Poursuivez, s'il vous plaît, le texte sur la question de savoir s'il serait souhaitable de vivre sans rêves, en reprenant juste après sa dernière phrase.

Extrait cité
★ ★ ★ ★
Serait-il souhaitable de vivre sans rêves ?
Il y a
quelques années, mon grand-père m'a raconté une histoire. Son
oncle avait un rêve : celui de la richesse. Tous les jours il allait
à l'hippodrome dans l'espoir de revenir le soir riche et d'avoir la
vie qu'il a tant désirée. Ce rêve n'a jamais pu se réaliser et, à
la fin de sa vie, en tirant le bilan de ses paris, il dit : " En
économisant tout l'argent que j'ai depensé sur les champs de
courses, j'aurais pu m'acheter une belle maison dans le sud et en
faire profiter ma famille. " Nous pouvons donc nous demander
s'il serait souhaitable de vivre sans rêves. Pour répondre à cette
problématique, nous définirons dans un premier temps les notions
clefs du sujet, nous travaillerons ensuite sur le lien rêve/réalité
à travers la notion de plaisir, nous observerons par la suite les
valeurs sociale et morale que le rêve peut avoir, avant d'exposer
les conséquences d'une vie sans rêves.
★ ★ ★ ★
[Entrées de pointage d'objets nommés]
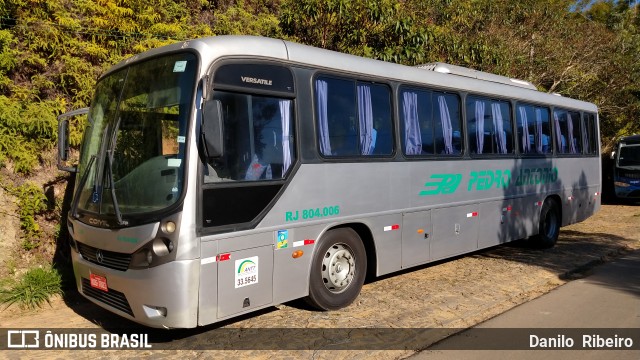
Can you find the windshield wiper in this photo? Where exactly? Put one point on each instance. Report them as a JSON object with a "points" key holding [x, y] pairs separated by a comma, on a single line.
{"points": [[83, 180], [112, 185]]}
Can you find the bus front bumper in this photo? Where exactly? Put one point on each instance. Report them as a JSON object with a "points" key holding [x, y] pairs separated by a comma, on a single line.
{"points": [[164, 296]]}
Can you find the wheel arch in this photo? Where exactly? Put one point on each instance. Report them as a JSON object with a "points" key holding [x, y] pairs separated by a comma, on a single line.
{"points": [[366, 236], [558, 201]]}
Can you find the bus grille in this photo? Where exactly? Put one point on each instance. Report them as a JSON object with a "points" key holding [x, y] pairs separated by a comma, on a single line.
{"points": [[112, 297], [110, 259]]}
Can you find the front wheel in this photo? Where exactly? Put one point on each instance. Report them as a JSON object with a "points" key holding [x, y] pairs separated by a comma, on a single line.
{"points": [[549, 227], [338, 270]]}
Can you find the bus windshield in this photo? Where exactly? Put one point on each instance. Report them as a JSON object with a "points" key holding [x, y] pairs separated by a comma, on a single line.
{"points": [[629, 156], [133, 155]]}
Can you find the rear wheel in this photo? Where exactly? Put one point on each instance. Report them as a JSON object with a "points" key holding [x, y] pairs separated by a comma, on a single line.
{"points": [[338, 270], [549, 227]]}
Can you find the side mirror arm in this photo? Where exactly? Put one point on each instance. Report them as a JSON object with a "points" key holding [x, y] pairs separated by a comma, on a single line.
{"points": [[63, 138], [212, 129]]}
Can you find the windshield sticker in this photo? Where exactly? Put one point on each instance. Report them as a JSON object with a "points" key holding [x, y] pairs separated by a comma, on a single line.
{"points": [[180, 66], [174, 162], [283, 239], [246, 272]]}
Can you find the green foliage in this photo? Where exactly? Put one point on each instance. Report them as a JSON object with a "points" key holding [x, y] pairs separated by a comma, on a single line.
{"points": [[33, 289], [32, 202], [53, 51], [377, 29]]}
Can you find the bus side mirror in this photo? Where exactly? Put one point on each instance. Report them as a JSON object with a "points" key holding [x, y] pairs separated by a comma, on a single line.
{"points": [[212, 129], [63, 138]]}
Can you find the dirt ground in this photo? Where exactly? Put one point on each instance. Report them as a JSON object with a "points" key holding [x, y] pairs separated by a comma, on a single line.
{"points": [[456, 293]]}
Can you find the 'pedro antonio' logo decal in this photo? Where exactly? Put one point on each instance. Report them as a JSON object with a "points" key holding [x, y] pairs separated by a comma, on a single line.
{"points": [[246, 272]]}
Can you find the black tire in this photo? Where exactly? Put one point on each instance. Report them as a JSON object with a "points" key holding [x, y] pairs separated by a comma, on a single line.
{"points": [[549, 227], [341, 250]]}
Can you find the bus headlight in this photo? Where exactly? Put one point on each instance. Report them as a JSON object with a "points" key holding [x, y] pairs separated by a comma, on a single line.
{"points": [[162, 247]]}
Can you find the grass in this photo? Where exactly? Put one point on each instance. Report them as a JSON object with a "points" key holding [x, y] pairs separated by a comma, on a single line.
{"points": [[35, 288]]}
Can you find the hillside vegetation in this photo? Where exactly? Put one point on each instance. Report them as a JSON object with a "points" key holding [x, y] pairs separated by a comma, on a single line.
{"points": [[53, 51]]}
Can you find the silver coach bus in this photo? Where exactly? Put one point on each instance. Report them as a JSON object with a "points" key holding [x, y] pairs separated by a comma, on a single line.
{"points": [[227, 174]]}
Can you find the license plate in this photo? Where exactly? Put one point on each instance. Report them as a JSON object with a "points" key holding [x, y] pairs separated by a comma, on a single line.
{"points": [[99, 282]]}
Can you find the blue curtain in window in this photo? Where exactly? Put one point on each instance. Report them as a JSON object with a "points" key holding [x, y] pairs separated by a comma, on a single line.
★ ★ ★ ★
Résultat de l'exercice
Le mot
"rêve" a deux sens principaux. D'une part il désigne les
images et les pensées du sommeil, d'autre part il signifie rêverie
ou aspiration. Il nous semble que nous devons nous concentrer sur le
deuxième sens pour répondre à la question. En effet, le rêve du
sommeil est en général aussitôt oublié et il n'a guère d'effet
connu sur notre vie. Nous nous intéresserons donc au rêve éveillé.
Il nous faut ensuite nous demander ce qui est souhaitable. En
général, est souhaitable ce qui est bon. Une chose bonne peut
l'être soit pour le plaisir qu'on en tire, soit pour sa valeur
morale, soit pour son intérêt social. Nous nous demanderons donc si
le rêve éveillé procure du plaisir, puis s'il s'accorde avec la
morale, et enfin s'il est utile à la société. En effet, si le rêve
est déplaisant, immoral et nuisible à la collectivité, alors il va
de soi qu'on préférerait s'en passer. Au contraire, s'il n'est ni
désagréable ni nuisible, on ne doit pas souhaiter s'en priver.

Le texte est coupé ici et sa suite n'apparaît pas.